:: SOURCE DOCUMENT ::
====================
# Jamie Oliver TED Talk



## Zwiefel (Sep 14, 2012)

I did a search and couldn't find anything on this already...so if this is a repeat, apologies.

While I've generally found Mr. Oliver to be a bit annoying, I found his TED Talk to be moving and distressing. I really didn't know that kids are so disconnected from their food. I grew up with a garden, and working on a farm.

http://www.youtube.com/watch?v=go_QOzc79Uc

Are any of you involved in any programs to help kids/families with this issue? Do you know of one you can recommend? I'd like to do something in my local community but I'm a bit lost for how to start.

TX!


----------



## tgraypots (Sep 14, 2012)

I have always enjoyed his shows when cooking in what appeared to be his garden kitchen, especially when he utilized the wood oven. 

As to your question, become part of, or start, a community garden.


----------



## SameGuy (Sep 14, 2012)

His Mockney accent (he's from a village in northern Essex) is annoying, but I like his approach to cooking. Most of his shows are concise and entertaining, with a focus on basic flavors and colors, and simple, appetizing presentation.


----------



## Cutty Sharp (Sep 14, 2012)

He's a great guy. I find it hilarious how he's resented sometimes - or treated with such suspicion, for example like in that show he made where he was going to transform school lunches in small town America.


----------



## SpikeC (Sep 14, 2012)

He should have known that vegetables are unAmerican!


----------



## Cutty Sharp (Sep 14, 2012)

They're un-British too!


----------



## Namaxy (Sep 14, 2012)

My first impression ( just from TV) was not so positive. Then my brother in law met him, and said he was a stand up guy. I changed my mind. I don't spend much time thinking about his cooking, but to be very fair, I saw him do a brushetta with favas, peas, mint and parmesan. It's a fantastic spring dish when the favas and peas arrive....so credit due to him.
====================
Repeat the passage of the Jamie Oliver TED Talk thread word for word, starting at "As to your question, become" and ending at "simple, appetizing presentation.".

:: DATASET CONTENT ::
====================
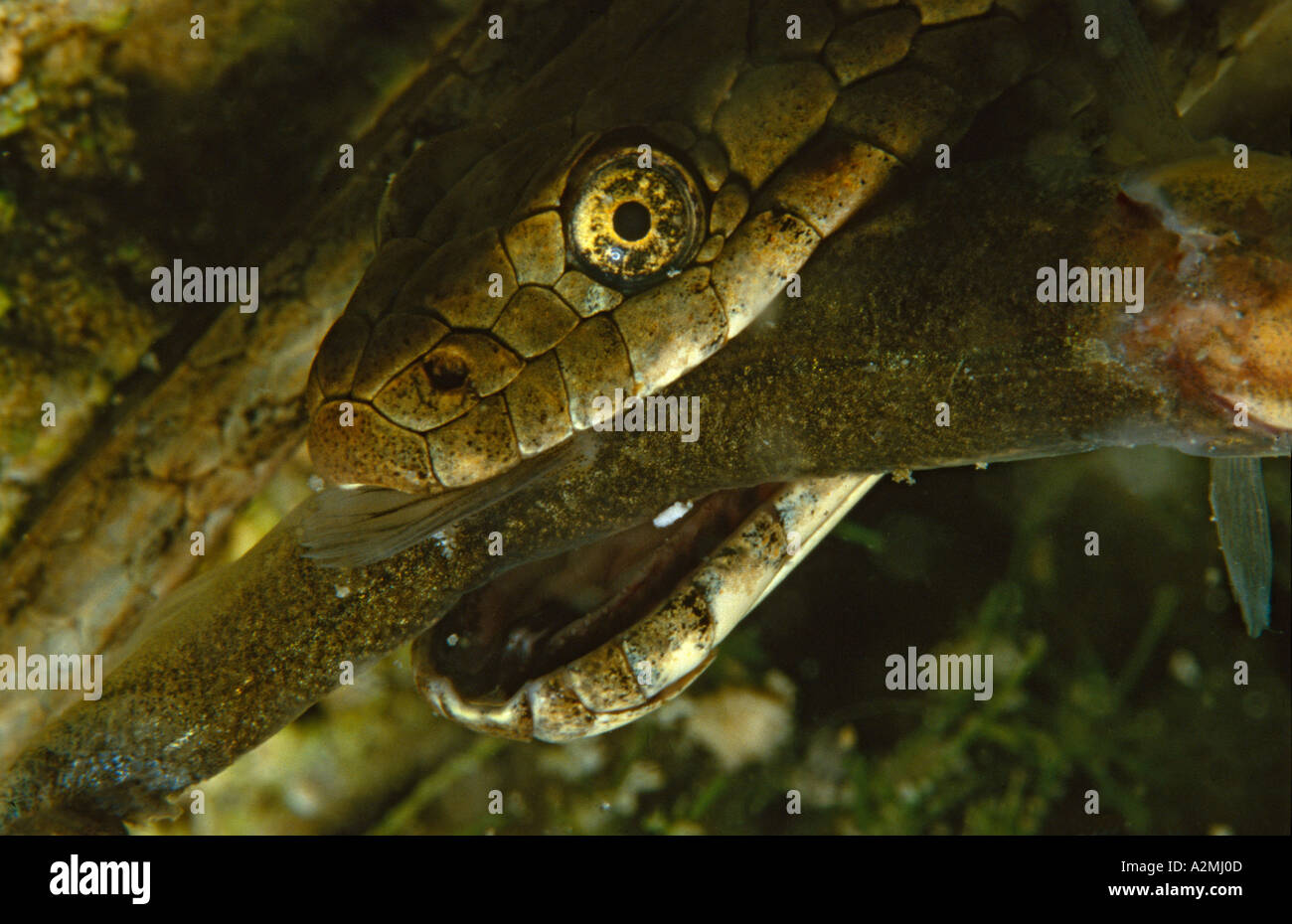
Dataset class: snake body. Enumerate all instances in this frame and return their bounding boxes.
[299,0,1281,740]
====================
:: RIGHT ANSWER ::
As to your question, become part of, or start, a community garden.


----------



## SameGuy (Sep 14, 2012)

His Mockney accent (he's from a village in northern Essex) is annoying, but I like his approach to cooking. Most of his shows are concise and entertaining, with a focus on basic flavors and colors, and simple, appetizing presentation.